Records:

* begin *

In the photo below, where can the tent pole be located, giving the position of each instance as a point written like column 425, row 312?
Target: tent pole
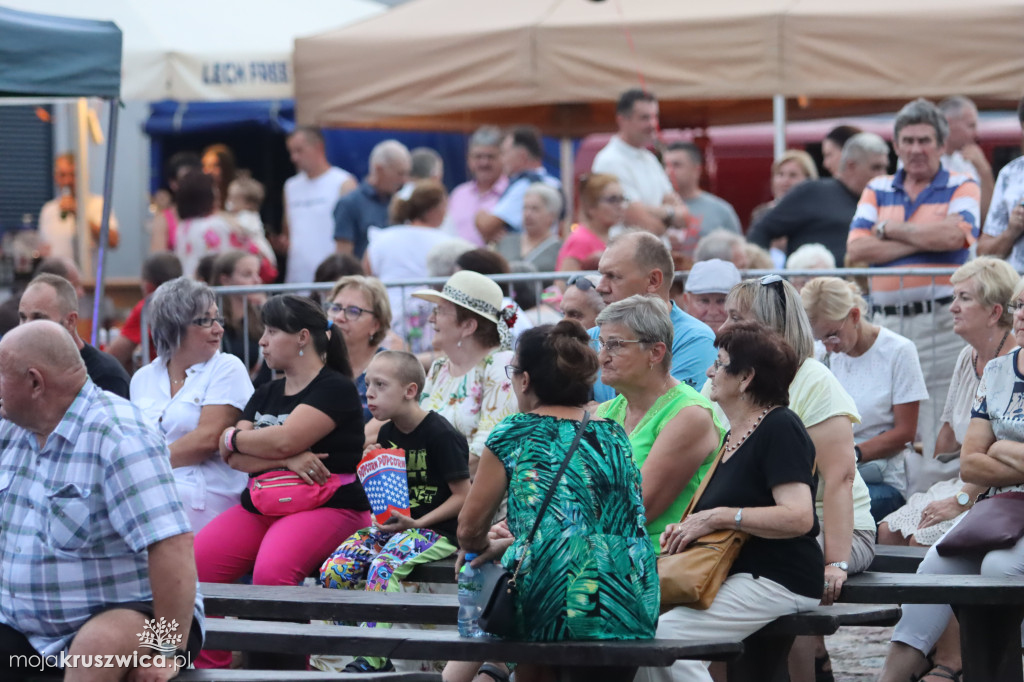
column 566, row 168
column 778, row 123
column 104, row 223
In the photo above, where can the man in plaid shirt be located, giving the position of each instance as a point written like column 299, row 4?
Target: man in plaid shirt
column 95, row 549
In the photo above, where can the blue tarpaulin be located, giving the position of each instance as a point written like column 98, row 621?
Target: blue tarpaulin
column 55, row 56
column 171, row 118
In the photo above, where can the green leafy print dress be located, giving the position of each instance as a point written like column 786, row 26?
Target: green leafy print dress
column 590, row 572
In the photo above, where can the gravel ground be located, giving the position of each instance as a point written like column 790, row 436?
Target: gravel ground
column 857, row 653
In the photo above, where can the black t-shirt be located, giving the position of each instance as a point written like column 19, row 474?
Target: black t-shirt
column 778, row 452
column 435, row 455
column 105, row 371
column 335, row 395
column 813, row 212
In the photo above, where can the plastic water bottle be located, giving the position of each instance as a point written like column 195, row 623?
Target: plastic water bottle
column 470, row 583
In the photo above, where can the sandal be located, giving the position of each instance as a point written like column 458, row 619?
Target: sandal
column 494, row 672
column 942, row 672
column 822, row 669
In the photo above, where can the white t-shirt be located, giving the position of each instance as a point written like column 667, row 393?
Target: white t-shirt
column 60, row 232
column 309, row 203
column 888, row 374
column 639, row 171
column 815, row 395
column 210, row 486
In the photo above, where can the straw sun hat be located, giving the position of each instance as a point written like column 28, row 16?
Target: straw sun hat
column 476, row 293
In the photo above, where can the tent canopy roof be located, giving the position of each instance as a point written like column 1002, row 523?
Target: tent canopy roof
column 561, row 64
column 50, row 56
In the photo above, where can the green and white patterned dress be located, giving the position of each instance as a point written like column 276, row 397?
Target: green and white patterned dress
column 590, row 572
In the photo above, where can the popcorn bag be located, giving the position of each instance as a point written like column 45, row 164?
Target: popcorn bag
column 384, row 478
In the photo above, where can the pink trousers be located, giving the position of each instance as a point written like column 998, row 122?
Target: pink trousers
column 279, row 550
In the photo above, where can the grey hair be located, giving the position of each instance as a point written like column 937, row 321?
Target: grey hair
column 954, row 107
column 647, row 316
column 387, row 152
column 552, row 198
column 718, row 244
column 486, row 136
column 862, row 145
column 922, row 112
column 173, row 306
column 811, row 257
column 440, row 259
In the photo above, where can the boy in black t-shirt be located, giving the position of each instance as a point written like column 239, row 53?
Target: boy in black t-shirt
column 436, row 461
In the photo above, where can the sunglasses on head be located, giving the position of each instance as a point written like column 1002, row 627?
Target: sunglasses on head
column 581, row 282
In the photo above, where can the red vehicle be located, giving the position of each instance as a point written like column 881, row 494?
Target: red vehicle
column 738, row 159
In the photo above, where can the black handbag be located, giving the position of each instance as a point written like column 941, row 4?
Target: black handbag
column 498, row 616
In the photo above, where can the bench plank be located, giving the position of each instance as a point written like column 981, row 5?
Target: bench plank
column 311, row 603
column 327, row 639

* end *

**Task objective:** Lay out all the items above as a two-column CSV with the header row text,answer, one row per item, putting the item's text and its answer each in a single quoted field with line breaks replaced by spaces. Leave the pictures out.

**Answer to the problem:**
text,answer
"In the photo below, where can the tent pole be located, giving the position of each instance as a point written like column 425, row 312? Target: tent pole","column 566, row 168 column 778, row 123 column 104, row 223"
"In the photo above, where can the man in plaid shirt be located, giving the position of each instance as a point written like column 299, row 4? Target: man in plaid shirt","column 95, row 549"
"In the photo above, where can the blue tarpaulin be located, giving the position of each instance as a point written like column 98, row 621? Target: blue tarpaulin","column 55, row 56 column 171, row 118"
"In the photo above, where can the green leafy print dress be located, giving the position of each instance as a point written like column 786, row 26? Target: green leafy print dress","column 590, row 572"
"In the photo above, where can the gravel ground be located, giving the position of each instance as a point written like column 790, row 436? Target: gravel ground","column 857, row 653"
"In the photo above, where can the black t-shirt be located, giving the position of each instance as a point written like column 19, row 474? Target: black t-shirt","column 778, row 452 column 435, row 455 column 105, row 371 column 335, row 395 column 813, row 212"
"In the photo above, where can the plastic water bottle be located, giving the position of each instance as a point written like column 195, row 623? Target: plastic water bottle","column 470, row 583"
"In the photo above, where can the sandal be located, giving the position of each instance as a point written like column 458, row 619? Target: sandal","column 494, row 672 column 942, row 672 column 822, row 669"
"In the photo above, where can the white t-shirt be located, giving the position of each instance as a point written like column 667, row 393? Target: white t-shirt","column 60, row 232 column 309, row 203 column 888, row 374 column 639, row 171 column 815, row 395 column 210, row 486"
"In the photo above, where can the straw sun hat be located, giving the position of each instance as a point written like column 28, row 16? Target: straw sun hat","column 476, row 293"
"In the photo above, where can the tent canopy roof be located, giving the position of each instance as a point written like column 1002, row 523? Target: tent canopy roof","column 561, row 64 column 50, row 56"
"In the photo above, where can the green and white patterned dress be located, giving the position of each instance as a point written like column 276, row 397? Target: green and white patterned dress","column 590, row 572"
"In the photo above, where can the popcorn bag be located, giving the position of each instance as a point written like column 45, row 164? Target: popcorn bag","column 384, row 478"
"In the photo above, where can the pink trousers be located, giving the position of each instance as a point written like column 998, row 122? Target: pink trousers","column 279, row 550"
"In the photo above, where can the grey hair be located, giving the position of each instance as a point written like column 937, row 321? Target: grey hair","column 954, row 107 column 647, row 316 column 387, row 152 column 552, row 198 column 718, row 244 column 486, row 136 column 862, row 145 column 922, row 112 column 173, row 306 column 811, row 257 column 440, row 259"
"In the photo above, where can the boy in black t-shirt be located, giving the position of each instance as a point written like column 239, row 53? Target: boy in black t-shirt","column 436, row 461"
"In the photo above, where can the sunglasses on head be located, giving the position of each instance as a point written like column 1002, row 627? Target: sunglasses on head","column 581, row 282"
"In the photo above, where can the red vehicle be located, giving the position of each instance as a point written like column 881, row 494? Target: red vehicle","column 738, row 159"
"In the photo above, where can the black handbag be located, giving the position of each instance as a point written like column 941, row 4? Target: black handbag","column 498, row 616"
"In the photo above, where can the bench plank be located, giving the position of each instance as a point written like column 981, row 5? Target: bench plank","column 311, row 603 column 327, row 639"